Return the records verbatim.

§ **PROVIDED MATERIAL**
- - - - -
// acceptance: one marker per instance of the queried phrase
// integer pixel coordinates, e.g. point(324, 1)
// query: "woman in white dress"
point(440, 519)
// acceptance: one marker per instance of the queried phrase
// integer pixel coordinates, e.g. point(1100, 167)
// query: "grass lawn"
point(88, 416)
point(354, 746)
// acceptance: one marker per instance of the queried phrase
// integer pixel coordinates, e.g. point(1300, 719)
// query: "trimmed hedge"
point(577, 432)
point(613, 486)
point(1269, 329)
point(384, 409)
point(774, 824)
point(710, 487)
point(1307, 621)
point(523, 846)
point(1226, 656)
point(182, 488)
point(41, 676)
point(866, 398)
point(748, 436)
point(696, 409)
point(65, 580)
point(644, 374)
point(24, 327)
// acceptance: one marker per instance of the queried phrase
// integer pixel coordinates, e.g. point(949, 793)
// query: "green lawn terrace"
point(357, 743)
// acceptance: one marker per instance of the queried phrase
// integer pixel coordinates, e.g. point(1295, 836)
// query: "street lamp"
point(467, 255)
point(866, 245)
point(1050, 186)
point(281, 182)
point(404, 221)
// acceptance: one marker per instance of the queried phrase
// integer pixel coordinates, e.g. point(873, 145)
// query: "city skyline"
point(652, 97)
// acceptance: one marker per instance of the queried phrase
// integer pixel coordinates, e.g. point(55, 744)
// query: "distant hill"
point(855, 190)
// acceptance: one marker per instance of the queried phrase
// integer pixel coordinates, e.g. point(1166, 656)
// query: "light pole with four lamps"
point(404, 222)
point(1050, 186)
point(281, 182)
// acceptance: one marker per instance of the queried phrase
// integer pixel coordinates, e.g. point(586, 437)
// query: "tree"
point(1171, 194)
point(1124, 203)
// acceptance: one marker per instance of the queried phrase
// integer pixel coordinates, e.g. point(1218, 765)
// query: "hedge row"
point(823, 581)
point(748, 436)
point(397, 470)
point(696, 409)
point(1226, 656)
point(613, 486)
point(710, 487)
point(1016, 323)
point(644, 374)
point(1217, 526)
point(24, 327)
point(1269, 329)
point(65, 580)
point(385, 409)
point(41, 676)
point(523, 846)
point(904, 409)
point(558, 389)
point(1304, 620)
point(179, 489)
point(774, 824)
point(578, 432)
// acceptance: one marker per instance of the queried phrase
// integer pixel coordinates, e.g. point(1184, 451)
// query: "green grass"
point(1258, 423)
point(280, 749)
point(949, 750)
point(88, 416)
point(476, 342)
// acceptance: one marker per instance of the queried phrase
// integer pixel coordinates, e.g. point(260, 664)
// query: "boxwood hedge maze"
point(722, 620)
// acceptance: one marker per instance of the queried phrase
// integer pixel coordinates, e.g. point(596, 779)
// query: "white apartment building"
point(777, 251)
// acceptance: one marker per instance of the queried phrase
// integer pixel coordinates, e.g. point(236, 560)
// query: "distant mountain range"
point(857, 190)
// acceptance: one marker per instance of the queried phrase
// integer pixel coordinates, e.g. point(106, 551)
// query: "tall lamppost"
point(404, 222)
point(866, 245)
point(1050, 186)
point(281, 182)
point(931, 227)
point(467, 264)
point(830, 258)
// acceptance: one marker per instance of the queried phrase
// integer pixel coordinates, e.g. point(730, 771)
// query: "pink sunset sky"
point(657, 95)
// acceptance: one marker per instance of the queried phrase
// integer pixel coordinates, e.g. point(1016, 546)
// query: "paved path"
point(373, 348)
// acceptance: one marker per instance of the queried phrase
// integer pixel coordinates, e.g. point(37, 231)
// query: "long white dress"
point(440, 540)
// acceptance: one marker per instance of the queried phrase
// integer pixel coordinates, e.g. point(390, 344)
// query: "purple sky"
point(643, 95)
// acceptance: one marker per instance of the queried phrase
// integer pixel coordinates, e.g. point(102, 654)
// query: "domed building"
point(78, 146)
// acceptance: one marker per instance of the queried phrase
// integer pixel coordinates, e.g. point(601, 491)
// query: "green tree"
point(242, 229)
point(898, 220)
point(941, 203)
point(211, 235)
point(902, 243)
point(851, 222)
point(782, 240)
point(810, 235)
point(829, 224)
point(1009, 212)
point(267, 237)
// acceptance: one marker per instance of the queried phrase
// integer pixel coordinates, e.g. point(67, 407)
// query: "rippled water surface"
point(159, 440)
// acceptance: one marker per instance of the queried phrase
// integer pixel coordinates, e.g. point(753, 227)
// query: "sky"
- - - - -
§ **YOUR SOLUTION**
// acceptance: one marker per instance of the queried phrase
// integer pixel coordinates, e.g. point(324, 1)
// query: "woman in white dress"
point(440, 519)
// acceptance: one marker per instance of the queried phrase
// integer pixel coordinates, e.g. point(1100, 167)
// query: "grass lawn"
point(88, 416)
point(354, 746)
// acceptance: one marker per instance of the queried phrase
// integer pixel coordinates, e.g. point(1300, 719)
// query: "trimmed hedge"
point(577, 432)
point(613, 486)
point(1269, 329)
point(384, 409)
point(774, 824)
point(710, 487)
point(1307, 621)
point(523, 846)
point(1226, 656)
point(182, 488)
point(41, 676)
point(866, 398)
point(748, 436)
point(696, 409)
point(65, 580)
point(644, 374)
point(24, 327)
// acceptance: one marker per instance of the queried phrase
// integer pixel coordinates, e.g. point(949, 793)
// query: "green lawn terrace"
point(357, 743)
// acceptance: one marker per instance of the queried phrase
// integer pixel coordinates, e.g. point(1295, 836)
// query: "street lamp"
point(467, 255)
point(866, 245)
point(1050, 186)
point(281, 182)
point(404, 221)
// acceptance: one marker per instance of the queried phrase
// integer pixel coordinates, e.g. point(873, 145)
// query: "city skyline"
point(652, 97)
// acceptance: one marker per instance of the queried phrase
// integer pixel coordinates, e.g. point(55, 744)
// query: "distant hill"
point(855, 190)
// acceptance: one marker per instance of the queried phrase
// integer pixel coordinates, e.g. point(1166, 656)
// query: "light pole with four lamps"
point(404, 222)
point(1050, 186)
point(281, 182)
// acceptance: one marker per instance of the queried phrase
// integer pixel coordinates, e.g. point(586, 437)
// query: "tree"
point(1171, 194)
point(1124, 203)
// acceptance: one marker per instance of the queried phrase
// integer pixel coordinates, e.g. point(1218, 765)
// query: "hedge row"
point(823, 581)
point(748, 436)
point(397, 470)
point(696, 409)
point(1226, 656)
point(613, 486)
point(710, 487)
point(1016, 323)
point(644, 374)
point(1217, 526)
point(24, 327)
point(1269, 329)
point(65, 580)
point(385, 409)
point(41, 676)
point(523, 846)
point(904, 409)
point(558, 389)
point(1304, 620)
point(179, 489)
point(774, 824)
point(578, 432)
// acceptance: one marker per instance of the queried phrase
// integer pixel coordinates, e.g. point(1184, 451)
// query: "green grass"
point(1258, 423)
point(280, 749)
point(949, 750)
point(88, 416)
point(476, 342)
// acceptance: one marker per instance of the queried phrase
// integer pixel coordinates, e.g. point(260, 664)
// query: "boxwood hedge maze"
point(722, 620)
// acceptance: one marker per instance of the queried phrase
// integer pixel coordinates, e.g. point(596, 779)
// query: "white apartment building"
point(777, 251)
// acceptance: one marker per instance of the queried phrase
// integer pixel coordinates, e.g. point(236, 560)
// query: "distant mountain range"
point(857, 190)
// acceptance: one marker per instance of the queried phrase
// integer pixel coordinates, e.g. point(106, 551)
// query: "tall lamppost"
point(404, 222)
point(866, 245)
point(1050, 186)
point(281, 182)
point(931, 227)
point(467, 264)
point(830, 258)
// acceptance: one marker per instance of the queried phrase
// integer pixel coordinates, e.g. point(730, 771)
// query: "pink sunset sky"
point(657, 95)
// acceptance: one marker per instance of the queried phrase
// integer pixel coordinates, e.g. point(1016, 546)
// query: "paved path"
point(373, 348)
// acceptance: one marker per instance of the queried phrase
// integer pixel coordinates, e.g. point(37, 231)
// query: "long white dress"
point(440, 540)
// acceptance: one marker per instance of the queried phrase
// integer pixel coordinates, e.g. point(390, 344)
// query: "purple sky"
point(643, 95)
// acceptance: one marker per instance of the queried phrase
// integer pixel coordinates, e.g. point(102, 654)
// query: "domed building"
point(78, 146)
// acceptance: one marker per instance of the queried phrase
// integer pixel coordinates, e.g. point(601, 491)
// query: "green tree"
point(242, 229)
point(898, 220)
point(941, 203)
point(211, 235)
point(902, 243)
point(851, 222)
point(782, 240)
point(810, 235)
point(829, 224)
point(1009, 212)
point(267, 237)
// acceptance: one marker per instance of the queried phrase
// integer pixel coordinates, e.g. point(67, 407)
// query: "rippled water surface"
point(159, 440)
// acceptance: one marker per instance of the queried phrase
// integer pixel coordinates, e.g. point(753, 227)
// query: "sky"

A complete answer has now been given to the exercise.